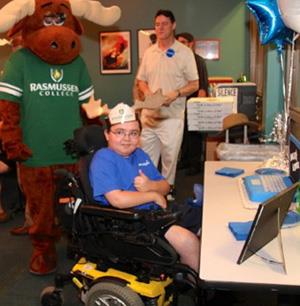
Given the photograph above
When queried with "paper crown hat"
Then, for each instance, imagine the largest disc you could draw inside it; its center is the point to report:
(121, 113)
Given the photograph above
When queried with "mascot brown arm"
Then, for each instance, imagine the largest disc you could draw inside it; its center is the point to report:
(11, 133)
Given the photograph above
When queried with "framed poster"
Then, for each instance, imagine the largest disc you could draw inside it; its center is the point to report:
(209, 48)
(115, 52)
(146, 38)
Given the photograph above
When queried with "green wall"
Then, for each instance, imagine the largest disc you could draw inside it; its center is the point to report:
(273, 99)
(222, 19)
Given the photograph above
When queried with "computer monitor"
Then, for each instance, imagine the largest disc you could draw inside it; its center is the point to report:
(267, 222)
(294, 157)
(246, 97)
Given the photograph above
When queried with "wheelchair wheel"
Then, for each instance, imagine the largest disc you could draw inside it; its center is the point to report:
(105, 293)
(50, 296)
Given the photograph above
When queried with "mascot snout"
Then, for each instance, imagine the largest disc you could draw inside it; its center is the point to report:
(54, 45)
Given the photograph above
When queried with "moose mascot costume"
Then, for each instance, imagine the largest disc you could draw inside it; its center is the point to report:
(41, 90)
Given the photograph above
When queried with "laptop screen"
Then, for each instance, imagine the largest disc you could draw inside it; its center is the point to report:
(294, 158)
(267, 222)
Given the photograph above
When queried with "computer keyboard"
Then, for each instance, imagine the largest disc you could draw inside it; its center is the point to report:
(262, 187)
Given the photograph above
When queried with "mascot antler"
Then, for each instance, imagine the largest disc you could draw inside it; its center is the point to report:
(14, 11)
(93, 11)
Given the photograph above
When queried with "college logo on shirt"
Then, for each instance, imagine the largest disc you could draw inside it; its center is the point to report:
(144, 164)
(56, 74)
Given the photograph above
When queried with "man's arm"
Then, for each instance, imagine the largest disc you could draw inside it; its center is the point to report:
(127, 199)
(184, 91)
(144, 88)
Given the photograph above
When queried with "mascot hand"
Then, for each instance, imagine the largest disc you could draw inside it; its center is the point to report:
(94, 108)
(17, 151)
(11, 133)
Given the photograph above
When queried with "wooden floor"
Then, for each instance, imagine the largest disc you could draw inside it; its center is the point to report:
(19, 288)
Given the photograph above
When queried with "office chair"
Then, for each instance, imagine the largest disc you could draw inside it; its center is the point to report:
(122, 257)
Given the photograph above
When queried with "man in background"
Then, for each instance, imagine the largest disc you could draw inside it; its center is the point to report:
(191, 149)
(168, 66)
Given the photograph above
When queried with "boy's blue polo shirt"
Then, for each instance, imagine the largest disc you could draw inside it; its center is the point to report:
(110, 171)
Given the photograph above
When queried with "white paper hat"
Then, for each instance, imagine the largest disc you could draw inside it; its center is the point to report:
(121, 113)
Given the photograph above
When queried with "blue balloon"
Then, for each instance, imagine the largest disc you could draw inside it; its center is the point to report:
(270, 23)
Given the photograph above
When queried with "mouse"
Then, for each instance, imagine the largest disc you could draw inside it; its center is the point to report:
(270, 171)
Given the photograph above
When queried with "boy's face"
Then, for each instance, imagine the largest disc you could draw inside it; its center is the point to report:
(123, 138)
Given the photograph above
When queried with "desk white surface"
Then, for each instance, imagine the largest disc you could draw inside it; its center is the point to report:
(220, 250)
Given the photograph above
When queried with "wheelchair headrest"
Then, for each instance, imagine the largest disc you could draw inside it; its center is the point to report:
(87, 140)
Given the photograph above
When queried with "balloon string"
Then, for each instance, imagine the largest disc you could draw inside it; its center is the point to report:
(283, 80)
(291, 69)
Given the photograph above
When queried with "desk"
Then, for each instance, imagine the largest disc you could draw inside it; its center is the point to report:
(220, 250)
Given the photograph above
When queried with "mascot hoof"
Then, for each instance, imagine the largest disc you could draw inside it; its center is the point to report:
(42, 263)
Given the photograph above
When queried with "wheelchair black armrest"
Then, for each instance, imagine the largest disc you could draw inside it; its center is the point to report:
(98, 210)
(157, 220)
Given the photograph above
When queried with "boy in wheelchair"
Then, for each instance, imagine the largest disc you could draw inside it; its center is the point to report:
(124, 176)
(115, 218)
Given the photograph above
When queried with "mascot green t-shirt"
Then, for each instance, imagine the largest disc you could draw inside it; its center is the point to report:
(37, 86)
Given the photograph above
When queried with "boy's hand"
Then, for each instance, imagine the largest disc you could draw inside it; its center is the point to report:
(160, 200)
(142, 182)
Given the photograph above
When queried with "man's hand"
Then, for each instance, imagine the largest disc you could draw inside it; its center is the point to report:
(142, 182)
(94, 109)
(170, 97)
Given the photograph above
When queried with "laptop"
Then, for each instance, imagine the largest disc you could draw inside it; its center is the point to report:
(267, 222)
(258, 188)
(263, 187)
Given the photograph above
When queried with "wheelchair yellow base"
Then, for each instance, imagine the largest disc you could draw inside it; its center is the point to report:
(86, 275)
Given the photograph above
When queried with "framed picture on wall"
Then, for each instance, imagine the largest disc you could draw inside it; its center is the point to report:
(146, 38)
(209, 48)
(115, 52)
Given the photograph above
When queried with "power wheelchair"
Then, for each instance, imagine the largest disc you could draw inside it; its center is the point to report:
(122, 257)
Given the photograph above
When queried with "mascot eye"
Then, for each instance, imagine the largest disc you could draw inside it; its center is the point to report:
(59, 19)
(48, 21)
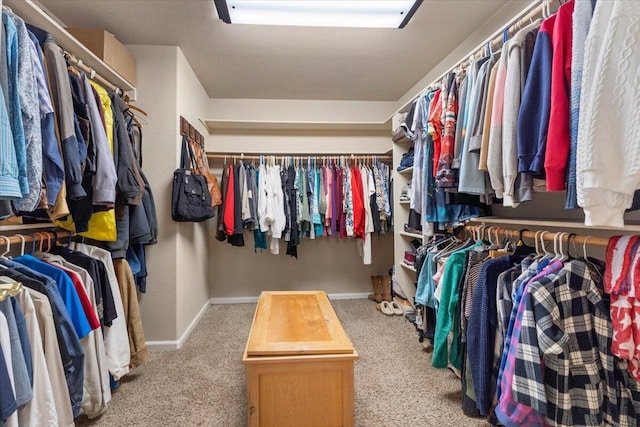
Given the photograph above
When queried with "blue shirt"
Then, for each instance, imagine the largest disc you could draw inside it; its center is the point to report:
(67, 291)
(74, 369)
(7, 399)
(21, 381)
(21, 324)
(52, 165)
(9, 185)
(15, 111)
(482, 329)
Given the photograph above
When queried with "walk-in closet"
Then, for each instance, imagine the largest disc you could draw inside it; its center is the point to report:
(320, 213)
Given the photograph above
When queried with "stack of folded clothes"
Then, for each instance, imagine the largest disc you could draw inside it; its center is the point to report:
(404, 193)
(406, 161)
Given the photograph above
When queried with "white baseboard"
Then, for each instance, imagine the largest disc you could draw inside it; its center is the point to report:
(175, 345)
(234, 300)
(351, 295)
(247, 300)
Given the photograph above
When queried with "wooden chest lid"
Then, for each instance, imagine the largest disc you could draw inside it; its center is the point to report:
(296, 323)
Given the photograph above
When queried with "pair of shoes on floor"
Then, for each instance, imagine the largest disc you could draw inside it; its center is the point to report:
(390, 308)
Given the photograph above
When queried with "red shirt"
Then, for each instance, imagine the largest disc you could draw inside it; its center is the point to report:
(87, 307)
(558, 136)
(358, 203)
(229, 205)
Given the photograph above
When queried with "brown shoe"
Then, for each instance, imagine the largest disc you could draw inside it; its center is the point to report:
(386, 288)
(377, 289)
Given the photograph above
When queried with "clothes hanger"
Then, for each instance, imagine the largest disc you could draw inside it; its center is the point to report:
(8, 243)
(9, 288)
(537, 243)
(594, 269)
(547, 255)
(23, 241)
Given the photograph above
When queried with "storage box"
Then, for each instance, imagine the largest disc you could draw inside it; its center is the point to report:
(109, 49)
(299, 363)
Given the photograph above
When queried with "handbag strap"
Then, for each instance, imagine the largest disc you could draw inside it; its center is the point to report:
(186, 159)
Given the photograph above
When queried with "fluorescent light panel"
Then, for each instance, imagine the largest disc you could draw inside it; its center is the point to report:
(318, 13)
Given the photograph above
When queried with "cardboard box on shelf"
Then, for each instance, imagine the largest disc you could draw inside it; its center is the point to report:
(109, 49)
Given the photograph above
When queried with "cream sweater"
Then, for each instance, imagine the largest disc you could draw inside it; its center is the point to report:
(608, 149)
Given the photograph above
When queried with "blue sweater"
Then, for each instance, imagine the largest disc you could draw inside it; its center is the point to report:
(533, 117)
(481, 332)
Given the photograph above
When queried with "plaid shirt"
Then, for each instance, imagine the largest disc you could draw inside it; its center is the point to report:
(509, 411)
(565, 338)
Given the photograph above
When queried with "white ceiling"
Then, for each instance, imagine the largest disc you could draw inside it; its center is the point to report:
(242, 61)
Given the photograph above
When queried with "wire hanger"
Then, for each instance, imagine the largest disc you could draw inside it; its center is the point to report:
(8, 243)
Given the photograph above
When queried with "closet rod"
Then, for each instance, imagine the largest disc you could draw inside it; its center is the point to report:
(497, 39)
(91, 72)
(547, 235)
(35, 236)
(382, 157)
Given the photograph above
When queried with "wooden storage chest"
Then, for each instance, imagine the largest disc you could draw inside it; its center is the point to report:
(299, 363)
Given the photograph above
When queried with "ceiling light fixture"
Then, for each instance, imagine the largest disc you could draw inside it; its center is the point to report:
(319, 13)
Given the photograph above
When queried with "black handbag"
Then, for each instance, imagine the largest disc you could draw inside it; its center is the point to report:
(190, 199)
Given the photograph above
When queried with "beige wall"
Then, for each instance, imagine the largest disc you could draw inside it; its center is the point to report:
(292, 110)
(496, 22)
(323, 264)
(177, 283)
(326, 264)
(157, 95)
(192, 259)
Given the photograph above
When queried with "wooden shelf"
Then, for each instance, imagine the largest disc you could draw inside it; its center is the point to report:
(216, 125)
(34, 15)
(411, 235)
(407, 171)
(18, 227)
(408, 267)
(404, 141)
(550, 223)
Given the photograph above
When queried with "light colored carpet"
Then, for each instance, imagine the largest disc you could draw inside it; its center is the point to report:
(203, 383)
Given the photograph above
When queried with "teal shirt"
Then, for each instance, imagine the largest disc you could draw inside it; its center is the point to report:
(448, 312)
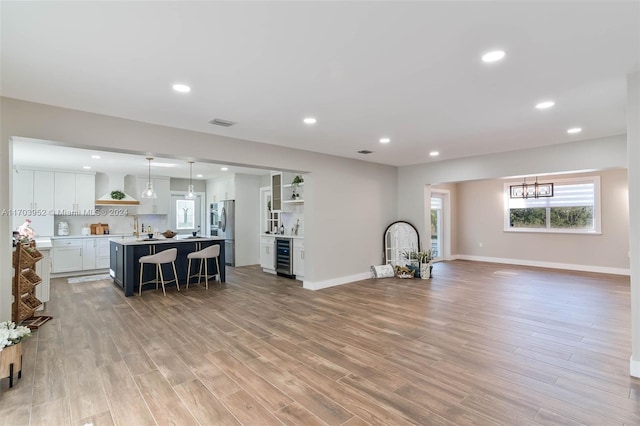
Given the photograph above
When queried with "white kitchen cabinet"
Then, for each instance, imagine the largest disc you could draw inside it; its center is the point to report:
(75, 192)
(89, 254)
(267, 254)
(298, 258)
(102, 253)
(32, 197)
(66, 255)
(159, 205)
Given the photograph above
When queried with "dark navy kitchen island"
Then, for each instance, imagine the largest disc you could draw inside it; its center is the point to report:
(125, 252)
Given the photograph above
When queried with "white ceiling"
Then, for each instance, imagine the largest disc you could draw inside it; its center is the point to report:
(32, 153)
(410, 71)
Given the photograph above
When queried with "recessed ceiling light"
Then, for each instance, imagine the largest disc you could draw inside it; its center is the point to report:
(182, 88)
(493, 56)
(545, 105)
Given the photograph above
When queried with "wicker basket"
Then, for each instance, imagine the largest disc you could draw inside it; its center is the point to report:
(28, 259)
(27, 307)
(28, 280)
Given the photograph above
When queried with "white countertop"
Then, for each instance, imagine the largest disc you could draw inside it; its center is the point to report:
(130, 240)
(293, 237)
(43, 243)
(60, 237)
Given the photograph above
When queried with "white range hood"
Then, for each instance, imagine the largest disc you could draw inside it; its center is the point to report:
(112, 182)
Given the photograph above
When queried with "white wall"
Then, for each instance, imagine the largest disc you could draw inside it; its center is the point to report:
(247, 205)
(594, 154)
(481, 220)
(348, 203)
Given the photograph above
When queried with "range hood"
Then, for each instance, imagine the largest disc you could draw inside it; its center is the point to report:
(105, 184)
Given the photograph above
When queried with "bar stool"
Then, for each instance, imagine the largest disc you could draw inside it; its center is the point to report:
(211, 252)
(165, 256)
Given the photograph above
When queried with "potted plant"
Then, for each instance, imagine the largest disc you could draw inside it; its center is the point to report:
(426, 267)
(11, 337)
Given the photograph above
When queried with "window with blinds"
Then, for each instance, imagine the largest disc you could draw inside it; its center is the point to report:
(574, 207)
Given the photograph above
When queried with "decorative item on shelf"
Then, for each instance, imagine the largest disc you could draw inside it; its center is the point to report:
(404, 272)
(149, 192)
(11, 336)
(26, 231)
(536, 190)
(419, 262)
(117, 195)
(190, 195)
(169, 233)
(426, 267)
(295, 184)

________________________________________

◆ **What to do**
Find the word "clothes" in the entries. Copy each line that holds it.

◆ **Result of the exercise**
When queried with "stack of folded clothes"
When queried with "clothes hanger"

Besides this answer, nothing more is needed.